§ **Texto fornecido**:
──────────────────────────────
Mas onde está o macartismo? Na mulher
que exerce o direito legal de apresentar uma queixa e levar a
julgamento um homem — com as garantias legais inegociáveis, claro, de
presunção de inocência e de que in dubio pro reo? Ou, pelo
contrário, em quem a manda calar com intimidações, degradando-a em
epítetos imorais, julgando-a sumariamente fora de qualquer tribunal?
Vociferou-se
ao longo de uma semana por não se ilibar sumariamente o ídolo enquanto
se ateava a fogueira onde se quer fazer arder as novas bruxas do nosso
tempo. Nenhuma mulher está a salvo de ser uma delas. E nem precisa de
ser uma activista do #Metoo.
Mulheres e meninas, não saiam de casa
à noite, não usem saias curtas nem decotes arrojados, não bebam copos,
não se divirtam, não conversem com homens, e sobretudo não se atrevam a
desejá-los.
Ou então sujeitem-se, sem complacência, à condição de que
tudo vos possa acontecer, porque um homem assim provocado estará sempre
só a agir de acordo com os seus instintos incontroláveis. A burca é
usada para cobrir mulheres islâmicas apenas por causa desta concepção
doentia de homem incapaz de se controlar, caso vislumbre uma nesga de
corpo feminino. Um horror, ver os homens assim representados. Mas também
entre nós persiste esta representação.
Atenção: quem defende o
direito de uma alegada vítima ser ouvida não está a querer fazer dos
homens bestas nem a colocar a liberdade sob ameaça (a liberdade de quê?
De ofender sexualmente mulheres? De prescindir do seu consentimento?).
Estas acusações, e as acusações de caça aos homens, servem bem uma nova
caça às mulheres que não se conformam, essas bruxas!
O #Metoo,
para estes que o acusam de macartismo e totalitarismo, é ameaçador não
porque alguma liberdade universalizável esteja em causa, mas porque
atinge um esquema de dominação social, histórica e geograficamente
transversal: o da dominação sexual. Não nos libertámos ainda, homens e
mulheres, nem a nós nem aos nossos filhos, de uma cultura de poder que
tem na sua base uma compreensão da própria sexualidade enquanto
violência. Assim o evidencia o calão, que expõe enquanto linguagem sem
inibições o acto da penetração como o arquétipo simbólico de violência.
Sobre a mulher, mas também sobre o homem. A consumação sexual tomada
como um acto de consumação de poder, demonstrado por quem penetra sobre
quem é penetrado.
──────────────────────────────
Registos do conjunto de dados de apontamento
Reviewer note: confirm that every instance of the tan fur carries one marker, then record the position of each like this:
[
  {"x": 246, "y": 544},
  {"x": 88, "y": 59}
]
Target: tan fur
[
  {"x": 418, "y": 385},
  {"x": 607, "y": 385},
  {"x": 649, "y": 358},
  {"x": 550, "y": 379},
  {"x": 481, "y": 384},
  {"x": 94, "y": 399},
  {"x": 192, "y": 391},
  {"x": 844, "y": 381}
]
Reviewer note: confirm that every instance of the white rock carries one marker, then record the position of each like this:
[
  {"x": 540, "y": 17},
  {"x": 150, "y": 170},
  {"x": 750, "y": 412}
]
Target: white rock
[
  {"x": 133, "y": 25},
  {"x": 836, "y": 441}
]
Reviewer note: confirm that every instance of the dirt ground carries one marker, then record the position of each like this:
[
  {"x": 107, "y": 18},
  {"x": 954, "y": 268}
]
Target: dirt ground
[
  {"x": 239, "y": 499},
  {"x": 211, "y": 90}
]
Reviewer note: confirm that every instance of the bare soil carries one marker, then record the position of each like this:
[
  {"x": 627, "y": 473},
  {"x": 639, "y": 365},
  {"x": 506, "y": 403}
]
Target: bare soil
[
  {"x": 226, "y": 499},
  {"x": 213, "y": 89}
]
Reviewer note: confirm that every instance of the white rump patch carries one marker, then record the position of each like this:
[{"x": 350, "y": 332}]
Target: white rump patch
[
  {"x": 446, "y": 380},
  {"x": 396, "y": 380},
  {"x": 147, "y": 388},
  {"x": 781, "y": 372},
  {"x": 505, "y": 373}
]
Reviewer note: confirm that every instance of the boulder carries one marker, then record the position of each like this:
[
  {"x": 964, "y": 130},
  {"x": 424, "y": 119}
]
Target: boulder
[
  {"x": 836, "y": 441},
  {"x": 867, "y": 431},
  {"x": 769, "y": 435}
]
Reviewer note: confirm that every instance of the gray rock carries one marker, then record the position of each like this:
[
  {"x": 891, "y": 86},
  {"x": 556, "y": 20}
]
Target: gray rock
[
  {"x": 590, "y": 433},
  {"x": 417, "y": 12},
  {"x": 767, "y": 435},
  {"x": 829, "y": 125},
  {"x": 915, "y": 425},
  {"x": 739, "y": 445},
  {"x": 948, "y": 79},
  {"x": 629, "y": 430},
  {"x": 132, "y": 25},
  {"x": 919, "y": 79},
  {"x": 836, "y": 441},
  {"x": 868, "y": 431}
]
──────────────────────────────
§ **Enunciado**:
Devolva, por favor, sem qualquer alteração, o trecho do texto sobre o #Metoo que vai de "Mulheres e meninas, não" até "persiste esta representação.". Os itens nada têm a ver com o texto sobre o #Metoo.

§ **Resultado**:
Mulheres e meninas, não saiam de casa
à noite, não usem saias curtas nem decotes arrojados, não bebam copos,
não se divirtam, não conversem com homens, e sobretudo não se atrevam a
desejá-los.
Ou então sujeitem-se, sem complacência, à condição de que
tudo vos possa acontecer, porque um homem assim provocado estará sempre
só a agir de acordo com os seus instintos incontroláveis. A burca é
usada para cobrir mulheres islâmicas apenas por causa desta concepção
doentia de homem incapaz de se controlar, caso vislumbre uma nesga de
corpo feminino. Um horror, ver os homens assim representados. Mas também
entre nós persiste esta representação.